The ambiguity of compliance obligations stemming from Commission v Germany has been further deepened by judgment of District Court of Hannover[x]. The District Court assessed the wording of the CJEU’s judgement and concluded that neither the increased majority provision nor the voting rights ceiling is contrary to the Treaty per ce. [xi]   According to the District Court only the joint effect of the said provisions constitutes the breach of the Treaty.[xii] However, in spite of the District Court’s finding, the EU Commission urged Germany to repeal the remaining provision of the Law in order to fully comply with ruling on C-112/05. Germany, on the other hand, sought to convince the Commission that such interpretation of compliance obligations stemming from the said judgement is erroneous. Germany insisted that repealing one of the two provisions of the Law is sufficient to facilitate full compliance. The government proposed to submit a joint application for interpretation of the CJEU’s judgment in order to resolve the differing views on compliance obligations.  Yet the Commission declined Germany’s offer stating that there are “no doubts as to the meaning or scope of the 2007 Judgment”.[xiii]

The above interpretative challenges led the Commission to refer the matter to the CJEU in 2012 under Article 260 TFEU suing Germany for non-compliance with judgment on C-112/05, stating that it is apparent that each of the three contested provisions of the Law infringed Article 63 TFEU individually. The resulting judgment on C-95/12 Commission v Germany, delivered on 22 October 2013 was the first of its kind in the existing body of GS case law since no other Member State had to such great extent resisted the Commission’s views on necessary compliance obligations. In C-95/12 the CJEU ruled that the Commission’s complaints should be dismissed. Such an outcome of the judicial proceedings could be seen as a surprise for some, yet for others, it would appear to be anything but a surprise.

- Stated problem
Return the Commission v Germany passage word for word, from "The above interpretative" up to and including "but a surprise.".

- Material
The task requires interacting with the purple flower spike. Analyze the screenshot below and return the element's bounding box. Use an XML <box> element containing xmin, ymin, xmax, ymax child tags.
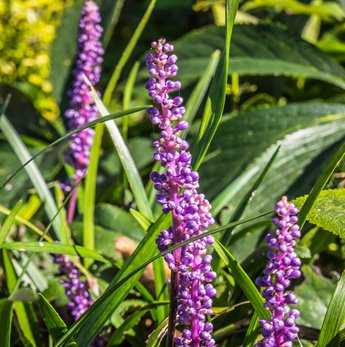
<box><xmin>64</xmin><ymin>1</ymin><xmax>103</xmax><ymax>191</ymax></box>
<box><xmin>54</xmin><ymin>255</ymin><xmax>92</xmax><ymax>321</ymax></box>
<box><xmin>256</xmin><ymin>196</ymin><xmax>301</xmax><ymax>347</ymax></box>
<box><xmin>146</xmin><ymin>39</ymin><xmax>216</xmax><ymax>347</ymax></box>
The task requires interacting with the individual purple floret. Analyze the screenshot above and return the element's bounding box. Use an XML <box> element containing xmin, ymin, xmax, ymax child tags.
<box><xmin>54</xmin><ymin>255</ymin><xmax>92</xmax><ymax>321</ymax></box>
<box><xmin>54</xmin><ymin>255</ymin><xmax>107</xmax><ymax>347</ymax></box>
<box><xmin>146</xmin><ymin>39</ymin><xmax>216</xmax><ymax>347</ymax></box>
<box><xmin>256</xmin><ymin>196</ymin><xmax>301</xmax><ymax>347</ymax></box>
<box><xmin>65</xmin><ymin>1</ymin><xmax>103</xmax><ymax>190</ymax></box>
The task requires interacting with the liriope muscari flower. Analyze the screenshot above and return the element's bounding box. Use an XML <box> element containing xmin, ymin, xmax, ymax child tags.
<box><xmin>54</xmin><ymin>255</ymin><xmax>92</xmax><ymax>321</ymax></box>
<box><xmin>256</xmin><ymin>196</ymin><xmax>301</xmax><ymax>347</ymax></box>
<box><xmin>64</xmin><ymin>1</ymin><xmax>103</xmax><ymax>190</ymax></box>
<box><xmin>146</xmin><ymin>39</ymin><xmax>216</xmax><ymax>347</ymax></box>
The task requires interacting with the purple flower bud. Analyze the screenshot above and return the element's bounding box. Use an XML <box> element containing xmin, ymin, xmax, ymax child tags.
<box><xmin>146</xmin><ymin>39</ymin><xmax>216</xmax><ymax>347</ymax></box>
<box><xmin>256</xmin><ymin>197</ymin><xmax>301</xmax><ymax>347</ymax></box>
<box><xmin>63</xmin><ymin>0</ymin><xmax>103</xmax><ymax>191</ymax></box>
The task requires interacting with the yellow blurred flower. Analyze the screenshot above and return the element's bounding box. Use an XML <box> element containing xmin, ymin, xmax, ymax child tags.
<box><xmin>0</xmin><ymin>0</ymin><xmax>71</xmax><ymax>120</ymax></box>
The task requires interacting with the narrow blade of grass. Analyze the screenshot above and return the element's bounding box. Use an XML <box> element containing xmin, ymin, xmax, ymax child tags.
<box><xmin>0</xmin><ymin>106</ymin><xmax>146</xmax><ymax>190</ymax></box>
<box><xmin>83</xmin><ymin>124</ymin><xmax>104</xmax><ymax>267</ymax></box>
<box><xmin>103</xmin><ymin>0</ymin><xmax>156</xmax><ymax>106</ymax></box>
<box><xmin>243</xmin><ymin>312</ymin><xmax>259</xmax><ymax>347</ymax></box>
<box><xmin>0</xmin><ymin>241</ymin><xmax>109</xmax><ymax>263</ymax></box>
<box><xmin>0</xmin><ymin>114</ymin><xmax>66</xmax><ymax>242</ymax></box>
<box><xmin>316</xmin><ymin>271</ymin><xmax>345</xmax><ymax>347</ymax></box>
<box><xmin>56</xmin><ymin>215</ymin><xmax>170</xmax><ymax>347</ymax></box>
<box><xmin>0</xmin><ymin>205</ymin><xmax>52</xmax><ymax>241</ymax></box>
<box><xmin>122</xmin><ymin>61</ymin><xmax>140</xmax><ymax>139</ymax></box>
<box><xmin>56</xmin><ymin>211</ymin><xmax>272</xmax><ymax>347</ymax></box>
<box><xmin>103</xmin><ymin>0</ymin><xmax>125</xmax><ymax>47</ymax></box>
<box><xmin>85</xmin><ymin>77</ymin><xmax>153</xmax><ymax>219</ymax></box>
<box><xmin>221</xmin><ymin>146</ymin><xmax>280</xmax><ymax>247</ymax></box>
<box><xmin>0</xmin><ymin>299</ymin><xmax>13</xmax><ymax>347</ymax></box>
<box><xmin>193</xmin><ymin>0</ymin><xmax>239</xmax><ymax>170</ymax></box>
<box><xmin>38</xmin><ymin>293</ymin><xmax>67</xmax><ymax>341</ymax></box>
<box><xmin>298</xmin><ymin>142</ymin><xmax>345</xmax><ymax>229</ymax></box>
<box><xmin>146</xmin><ymin>319</ymin><xmax>168</xmax><ymax>347</ymax></box>
<box><xmin>184</xmin><ymin>50</ymin><xmax>220</xmax><ymax>127</ymax></box>
<box><xmin>214</xmin><ymin>241</ymin><xmax>269</xmax><ymax>319</ymax></box>
<box><xmin>2</xmin><ymin>250</ymin><xmax>37</xmax><ymax>347</ymax></box>
<box><xmin>0</xmin><ymin>201</ymin><xmax>22</xmax><ymax>246</ymax></box>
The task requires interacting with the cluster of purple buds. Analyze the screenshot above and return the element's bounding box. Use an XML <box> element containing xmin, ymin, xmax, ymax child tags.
<box><xmin>63</xmin><ymin>0</ymin><xmax>103</xmax><ymax>191</ymax></box>
<box><xmin>256</xmin><ymin>196</ymin><xmax>301</xmax><ymax>347</ymax></box>
<box><xmin>54</xmin><ymin>255</ymin><xmax>92</xmax><ymax>321</ymax></box>
<box><xmin>146</xmin><ymin>39</ymin><xmax>216</xmax><ymax>347</ymax></box>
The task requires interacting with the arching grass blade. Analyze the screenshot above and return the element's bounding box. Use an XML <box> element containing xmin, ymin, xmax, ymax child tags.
<box><xmin>214</xmin><ymin>241</ymin><xmax>269</xmax><ymax>319</ymax></box>
<box><xmin>0</xmin><ymin>106</ymin><xmax>146</xmax><ymax>190</ymax></box>
<box><xmin>84</xmin><ymin>76</ymin><xmax>153</xmax><ymax>219</ymax></box>
<box><xmin>38</xmin><ymin>293</ymin><xmax>67</xmax><ymax>341</ymax></box>
<box><xmin>298</xmin><ymin>142</ymin><xmax>345</xmax><ymax>229</ymax></box>
<box><xmin>316</xmin><ymin>271</ymin><xmax>345</xmax><ymax>347</ymax></box>
<box><xmin>56</xmin><ymin>211</ymin><xmax>272</xmax><ymax>347</ymax></box>
<box><xmin>193</xmin><ymin>0</ymin><xmax>239</xmax><ymax>170</ymax></box>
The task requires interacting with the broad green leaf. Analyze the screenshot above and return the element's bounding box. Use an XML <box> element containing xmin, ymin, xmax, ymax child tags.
<box><xmin>38</xmin><ymin>294</ymin><xmax>67</xmax><ymax>341</ymax></box>
<box><xmin>0</xmin><ymin>299</ymin><xmax>13</xmax><ymax>347</ymax></box>
<box><xmin>214</xmin><ymin>241</ymin><xmax>270</xmax><ymax>319</ymax></box>
<box><xmin>87</xmin><ymin>81</ymin><xmax>152</xmax><ymax>219</ymax></box>
<box><xmin>2</xmin><ymin>250</ymin><xmax>37</xmax><ymax>347</ymax></box>
<box><xmin>0</xmin><ymin>201</ymin><xmax>22</xmax><ymax>245</ymax></box>
<box><xmin>50</xmin><ymin>0</ymin><xmax>83</xmax><ymax>102</ymax></box>
<box><xmin>193</xmin><ymin>0</ymin><xmax>239</xmax><ymax>170</ymax></box>
<box><xmin>108</xmin><ymin>302</ymin><xmax>168</xmax><ymax>346</ymax></box>
<box><xmin>298</xmin><ymin>142</ymin><xmax>345</xmax><ymax>229</ymax></box>
<box><xmin>212</xmin><ymin>146</ymin><xmax>280</xmax><ymax>247</ymax></box>
<box><xmin>103</xmin><ymin>0</ymin><xmax>156</xmax><ymax>106</ymax></box>
<box><xmin>0</xmin><ymin>114</ymin><xmax>66</xmax><ymax>241</ymax></box>
<box><xmin>316</xmin><ymin>272</ymin><xmax>345</xmax><ymax>347</ymax></box>
<box><xmin>295</xmin><ymin>188</ymin><xmax>345</xmax><ymax>238</ymax></box>
<box><xmin>0</xmin><ymin>241</ymin><xmax>109</xmax><ymax>263</ymax></box>
<box><xmin>171</xmin><ymin>24</ymin><xmax>345</xmax><ymax>88</ymax></box>
<box><xmin>56</xmin><ymin>211</ymin><xmax>272</xmax><ymax>347</ymax></box>
<box><xmin>95</xmin><ymin>203</ymin><xmax>144</xmax><ymax>240</ymax></box>
<box><xmin>294</xmin><ymin>266</ymin><xmax>335</xmax><ymax>329</ymax></box>
<box><xmin>200</xmin><ymin>102</ymin><xmax>345</xmax><ymax>261</ymax></box>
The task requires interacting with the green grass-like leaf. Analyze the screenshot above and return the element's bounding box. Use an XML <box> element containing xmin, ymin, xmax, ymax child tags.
<box><xmin>38</xmin><ymin>294</ymin><xmax>67</xmax><ymax>341</ymax></box>
<box><xmin>0</xmin><ymin>114</ymin><xmax>63</xmax><ymax>242</ymax></box>
<box><xmin>56</xmin><ymin>211</ymin><xmax>272</xmax><ymax>347</ymax></box>
<box><xmin>0</xmin><ymin>241</ymin><xmax>109</xmax><ymax>263</ymax></box>
<box><xmin>85</xmin><ymin>77</ymin><xmax>153</xmax><ymax>219</ymax></box>
<box><xmin>193</xmin><ymin>0</ymin><xmax>239</xmax><ymax>170</ymax></box>
<box><xmin>214</xmin><ymin>241</ymin><xmax>270</xmax><ymax>319</ymax></box>
<box><xmin>295</xmin><ymin>188</ymin><xmax>345</xmax><ymax>238</ymax></box>
<box><xmin>316</xmin><ymin>272</ymin><xmax>345</xmax><ymax>347</ymax></box>
<box><xmin>103</xmin><ymin>0</ymin><xmax>156</xmax><ymax>106</ymax></box>
<box><xmin>0</xmin><ymin>299</ymin><xmax>13</xmax><ymax>347</ymax></box>
<box><xmin>298</xmin><ymin>142</ymin><xmax>345</xmax><ymax>229</ymax></box>
<box><xmin>0</xmin><ymin>201</ymin><xmax>22</xmax><ymax>246</ymax></box>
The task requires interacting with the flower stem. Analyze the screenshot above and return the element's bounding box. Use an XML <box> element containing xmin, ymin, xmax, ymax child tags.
<box><xmin>166</xmin><ymin>271</ymin><xmax>178</xmax><ymax>347</ymax></box>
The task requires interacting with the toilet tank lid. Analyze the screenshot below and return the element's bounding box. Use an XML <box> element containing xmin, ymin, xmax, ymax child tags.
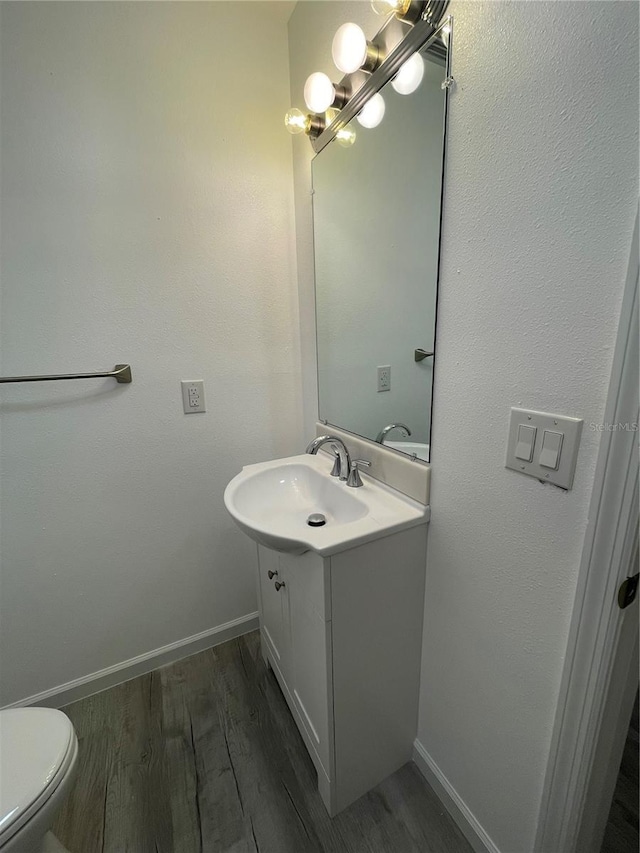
<box><xmin>0</xmin><ymin>708</ymin><xmax>74</xmax><ymax>835</ymax></box>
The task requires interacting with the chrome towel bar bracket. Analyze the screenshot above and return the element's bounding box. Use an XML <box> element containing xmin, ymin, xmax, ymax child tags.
<box><xmin>0</xmin><ymin>364</ymin><xmax>131</xmax><ymax>385</ymax></box>
<box><xmin>413</xmin><ymin>348</ymin><xmax>433</xmax><ymax>361</ymax></box>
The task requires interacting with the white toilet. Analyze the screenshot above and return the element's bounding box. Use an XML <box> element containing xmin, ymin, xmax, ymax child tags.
<box><xmin>0</xmin><ymin>708</ymin><xmax>78</xmax><ymax>853</ymax></box>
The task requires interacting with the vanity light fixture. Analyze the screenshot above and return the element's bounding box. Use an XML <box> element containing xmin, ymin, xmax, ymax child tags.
<box><xmin>336</xmin><ymin>127</ymin><xmax>356</xmax><ymax>148</ymax></box>
<box><xmin>304</xmin><ymin>71</ymin><xmax>348</xmax><ymax>113</ymax></box>
<box><xmin>325</xmin><ymin>108</ymin><xmax>356</xmax><ymax>148</ymax></box>
<box><xmin>284</xmin><ymin>107</ymin><xmax>326</xmax><ymax>138</ymax></box>
<box><xmin>331</xmin><ymin>23</ymin><xmax>380</xmax><ymax>74</ymax></box>
<box><xmin>371</xmin><ymin>0</ymin><xmax>424</xmax><ymax>24</ymax></box>
<box><xmin>284</xmin><ymin>0</ymin><xmax>453</xmax><ymax>153</ymax></box>
<box><xmin>391</xmin><ymin>53</ymin><xmax>424</xmax><ymax>95</ymax></box>
<box><xmin>356</xmin><ymin>92</ymin><xmax>385</xmax><ymax>128</ymax></box>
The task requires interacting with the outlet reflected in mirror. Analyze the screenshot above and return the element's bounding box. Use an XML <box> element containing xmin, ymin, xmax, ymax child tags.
<box><xmin>312</xmin><ymin>28</ymin><xmax>450</xmax><ymax>461</ymax></box>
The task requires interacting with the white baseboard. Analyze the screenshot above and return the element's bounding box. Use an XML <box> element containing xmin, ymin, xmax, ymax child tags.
<box><xmin>413</xmin><ymin>739</ymin><xmax>500</xmax><ymax>853</ymax></box>
<box><xmin>5</xmin><ymin>612</ymin><xmax>258</xmax><ymax>708</ymax></box>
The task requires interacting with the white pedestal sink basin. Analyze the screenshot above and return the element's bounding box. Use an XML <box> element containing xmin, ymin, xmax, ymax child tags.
<box><xmin>224</xmin><ymin>453</ymin><xmax>429</xmax><ymax>556</ymax></box>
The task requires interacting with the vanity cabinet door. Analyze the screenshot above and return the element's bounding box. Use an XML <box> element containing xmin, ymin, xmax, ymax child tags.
<box><xmin>258</xmin><ymin>545</ymin><xmax>289</xmax><ymax>679</ymax></box>
<box><xmin>281</xmin><ymin>552</ymin><xmax>333</xmax><ymax>777</ymax></box>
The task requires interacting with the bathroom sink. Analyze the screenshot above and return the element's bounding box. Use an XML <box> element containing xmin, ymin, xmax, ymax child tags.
<box><xmin>224</xmin><ymin>453</ymin><xmax>429</xmax><ymax>556</ymax></box>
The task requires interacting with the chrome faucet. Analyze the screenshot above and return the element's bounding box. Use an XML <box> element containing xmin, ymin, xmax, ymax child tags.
<box><xmin>376</xmin><ymin>424</ymin><xmax>411</xmax><ymax>444</ymax></box>
<box><xmin>305</xmin><ymin>435</ymin><xmax>351</xmax><ymax>481</ymax></box>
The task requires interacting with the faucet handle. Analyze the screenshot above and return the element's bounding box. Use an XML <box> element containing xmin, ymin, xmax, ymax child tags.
<box><xmin>347</xmin><ymin>459</ymin><xmax>371</xmax><ymax>489</ymax></box>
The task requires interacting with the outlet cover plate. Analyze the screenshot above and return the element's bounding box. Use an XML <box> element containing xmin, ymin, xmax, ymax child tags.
<box><xmin>504</xmin><ymin>409</ymin><xmax>583</xmax><ymax>490</ymax></box>
<box><xmin>378</xmin><ymin>364</ymin><xmax>391</xmax><ymax>391</ymax></box>
<box><xmin>180</xmin><ymin>379</ymin><xmax>206</xmax><ymax>415</ymax></box>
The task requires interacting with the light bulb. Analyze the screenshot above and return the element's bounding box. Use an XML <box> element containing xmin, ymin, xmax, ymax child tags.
<box><xmin>284</xmin><ymin>107</ymin><xmax>308</xmax><ymax>134</ymax></box>
<box><xmin>331</xmin><ymin>24</ymin><xmax>368</xmax><ymax>74</ymax></box>
<box><xmin>391</xmin><ymin>53</ymin><xmax>424</xmax><ymax>95</ymax></box>
<box><xmin>371</xmin><ymin>0</ymin><xmax>410</xmax><ymax>18</ymax></box>
<box><xmin>304</xmin><ymin>71</ymin><xmax>336</xmax><ymax>113</ymax></box>
<box><xmin>336</xmin><ymin>127</ymin><xmax>356</xmax><ymax>148</ymax></box>
<box><xmin>356</xmin><ymin>92</ymin><xmax>385</xmax><ymax>127</ymax></box>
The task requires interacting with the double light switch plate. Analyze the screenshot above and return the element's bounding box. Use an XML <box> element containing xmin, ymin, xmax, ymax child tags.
<box><xmin>505</xmin><ymin>409</ymin><xmax>582</xmax><ymax>489</ymax></box>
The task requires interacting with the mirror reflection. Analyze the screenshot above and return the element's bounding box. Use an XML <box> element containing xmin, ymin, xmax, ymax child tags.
<box><xmin>312</xmin><ymin>34</ymin><xmax>447</xmax><ymax>461</ymax></box>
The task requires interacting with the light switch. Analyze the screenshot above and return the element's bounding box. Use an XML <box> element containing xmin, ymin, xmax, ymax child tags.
<box><xmin>538</xmin><ymin>429</ymin><xmax>563</xmax><ymax>471</ymax></box>
<box><xmin>504</xmin><ymin>408</ymin><xmax>582</xmax><ymax>489</ymax></box>
<box><xmin>516</xmin><ymin>424</ymin><xmax>538</xmax><ymax>462</ymax></box>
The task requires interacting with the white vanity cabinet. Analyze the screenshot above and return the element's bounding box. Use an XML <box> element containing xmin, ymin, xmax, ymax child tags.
<box><xmin>258</xmin><ymin>524</ymin><xmax>427</xmax><ymax>815</ymax></box>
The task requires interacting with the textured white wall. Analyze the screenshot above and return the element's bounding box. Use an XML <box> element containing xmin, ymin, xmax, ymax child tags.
<box><xmin>289</xmin><ymin>0</ymin><xmax>638</xmax><ymax>853</ymax></box>
<box><xmin>0</xmin><ymin>2</ymin><xmax>302</xmax><ymax>704</ymax></box>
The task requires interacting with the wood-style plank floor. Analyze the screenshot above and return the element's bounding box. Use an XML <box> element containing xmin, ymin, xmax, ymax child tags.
<box><xmin>53</xmin><ymin>632</ymin><xmax>472</xmax><ymax>853</ymax></box>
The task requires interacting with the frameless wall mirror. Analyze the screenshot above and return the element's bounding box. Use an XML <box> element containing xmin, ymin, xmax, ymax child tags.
<box><xmin>312</xmin><ymin>19</ymin><xmax>452</xmax><ymax>461</ymax></box>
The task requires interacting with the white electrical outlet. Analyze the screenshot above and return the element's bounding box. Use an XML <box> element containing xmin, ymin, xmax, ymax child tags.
<box><xmin>378</xmin><ymin>364</ymin><xmax>391</xmax><ymax>391</ymax></box>
<box><xmin>180</xmin><ymin>379</ymin><xmax>206</xmax><ymax>415</ymax></box>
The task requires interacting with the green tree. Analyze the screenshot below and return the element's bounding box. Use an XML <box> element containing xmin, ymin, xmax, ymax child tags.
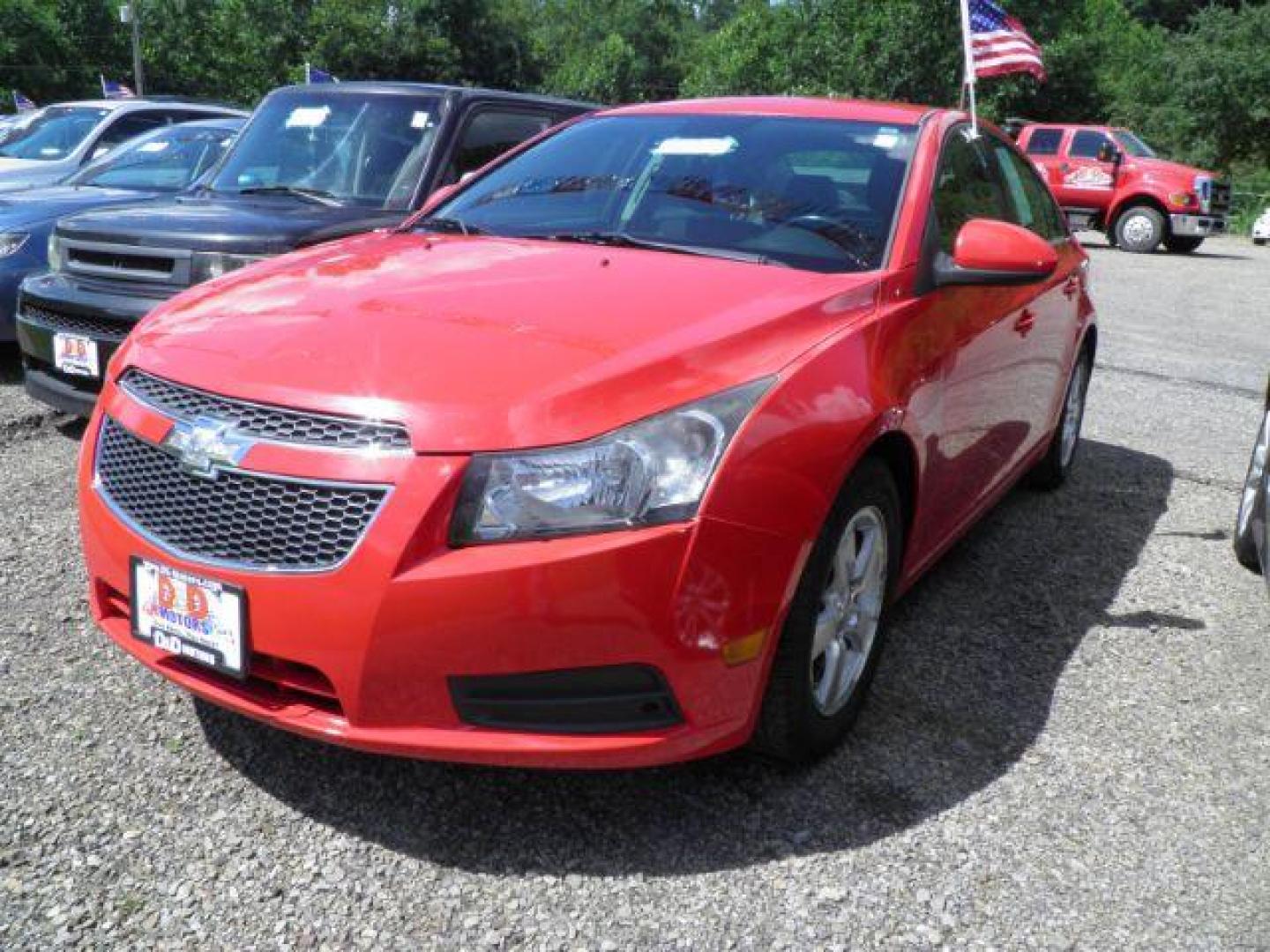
<box><xmin>534</xmin><ymin>0</ymin><xmax>698</xmax><ymax>103</ymax></box>
<box><xmin>0</xmin><ymin>0</ymin><xmax>78</xmax><ymax>106</ymax></box>
<box><xmin>1117</xmin><ymin>4</ymin><xmax>1270</xmax><ymax>169</ymax></box>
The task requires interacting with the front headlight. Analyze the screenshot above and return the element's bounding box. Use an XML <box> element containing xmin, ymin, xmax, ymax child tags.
<box><xmin>0</xmin><ymin>231</ymin><xmax>31</xmax><ymax>257</ymax></box>
<box><xmin>49</xmin><ymin>234</ymin><xmax>66</xmax><ymax>271</ymax></box>
<box><xmin>190</xmin><ymin>251</ymin><xmax>268</xmax><ymax>285</ymax></box>
<box><xmin>450</xmin><ymin>378</ymin><xmax>773</xmax><ymax>546</ymax></box>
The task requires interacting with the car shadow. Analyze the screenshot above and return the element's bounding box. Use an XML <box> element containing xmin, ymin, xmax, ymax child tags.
<box><xmin>0</xmin><ymin>340</ymin><xmax>21</xmax><ymax>384</ymax></box>
<box><xmin>197</xmin><ymin>442</ymin><xmax>1178</xmax><ymax>876</ymax></box>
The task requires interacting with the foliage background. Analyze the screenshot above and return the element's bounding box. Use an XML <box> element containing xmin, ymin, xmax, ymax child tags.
<box><xmin>0</xmin><ymin>0</ymin><xmax>1270</xmax><ymax>205</ymax></box>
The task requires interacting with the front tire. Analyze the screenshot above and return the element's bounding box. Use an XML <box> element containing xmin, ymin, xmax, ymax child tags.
<box><xmin>1027</xmin><ymin>346</ymin><xmax>1094</xmax><ymax>490</ymax></box>
<box><xmin>1114</xmin><ymin>205</ymin><xmax>1166</xmax><ymax>254</ymax></box>
<box><xmin>1164</xmin><ymin>234</ymin><xmax>1204</xmax><ymax>255</ymax></box>
<box><xmin>751</xmin><ymin>458</ymin><xmax>904</xmax><ymax>762</ymax></box>
<box><xmin>1235</xmin><ymin>410</ymin><xmax>1270</xmax><ymax>572</ymax></box>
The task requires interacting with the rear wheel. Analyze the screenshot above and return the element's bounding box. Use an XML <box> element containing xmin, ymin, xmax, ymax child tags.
<box><xmin>1164</xmin><ymin>234</ymin><xmax>1204</xmax><ymax>255</ymax></box>
<box><xmin>1114</xmin><ymin>205</ymin><xmax>1164</xmax><ymax>254</ymax></box>
<box><xmin>1027</xmin><ymin>346</ymin><xmax>1094</xmax><ymax>490</ymax></box>
<box><xmin>751</xmin><ymin>458</ymin><xmax>903</xmax><ymax>762</ymax></box>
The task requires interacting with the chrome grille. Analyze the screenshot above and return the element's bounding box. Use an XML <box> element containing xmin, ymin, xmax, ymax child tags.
<box><xmin>96</xmin><ymin>416</ymin><xmax>387</xmax><ymax>571</ymax></box>
<box><xmin>121</xmin><ymin>369</ymin><xmax>410</xmax><ymax>450</ymax></box>
<box><xmin>21</xmin><ymin>305</ymin><xmax>132</xmax><ymax>340</ymax></box>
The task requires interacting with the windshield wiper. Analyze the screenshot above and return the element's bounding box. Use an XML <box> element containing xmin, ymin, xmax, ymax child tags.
<box><xmin>519</xmin><ymin>231</ymin><xmax>788</xmax><ymax>268</ymax></box>
<box><xmin>239</xmin><ymin>185</ymin><xmax>344</xmax><ymax>207</ymax></box>
<box><xmin>414</xmin><ymin>216</ymin><xmax>487</xmax><ymax>234</ymax></box>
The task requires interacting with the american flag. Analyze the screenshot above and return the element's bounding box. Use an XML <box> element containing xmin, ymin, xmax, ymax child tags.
<box><xmin>970</xmin><ymin>0</ymin><xmax>1045</xmax><ymax>83</ymax></box>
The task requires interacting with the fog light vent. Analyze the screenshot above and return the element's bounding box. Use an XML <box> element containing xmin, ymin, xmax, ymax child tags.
<box><xmin>450</xmin><ymin>664</ymin><xmax>684</xmax><ymax>733</ymax></box>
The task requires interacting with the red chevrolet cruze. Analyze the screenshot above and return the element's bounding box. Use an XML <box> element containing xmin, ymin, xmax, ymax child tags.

- The completed task
The above interpretative challenges led the Commission to refer the matter to the CJEU in 2012 under Article 260 TFEU suing Germany for non-compliance with judgment on C-112/05, stating that it is apparent that each of the three contested provisions of the Law infringed Article 63 TFEU individually. The resulting judgment on C-95/12 Commission v Germany, delivered on 22 October 2013 was the first of its kind in the existing body of GS case law since no other Member State had to such great extent resisted the Commission’s views on necessary compliance obligations. In C-95/12 the CJEU ruled that the Commission’s complaints should be dismissed. Such an outcome of the judicial proceedings could be seen as a surprise for some, yet for others, it would appear to be anything but a surprise.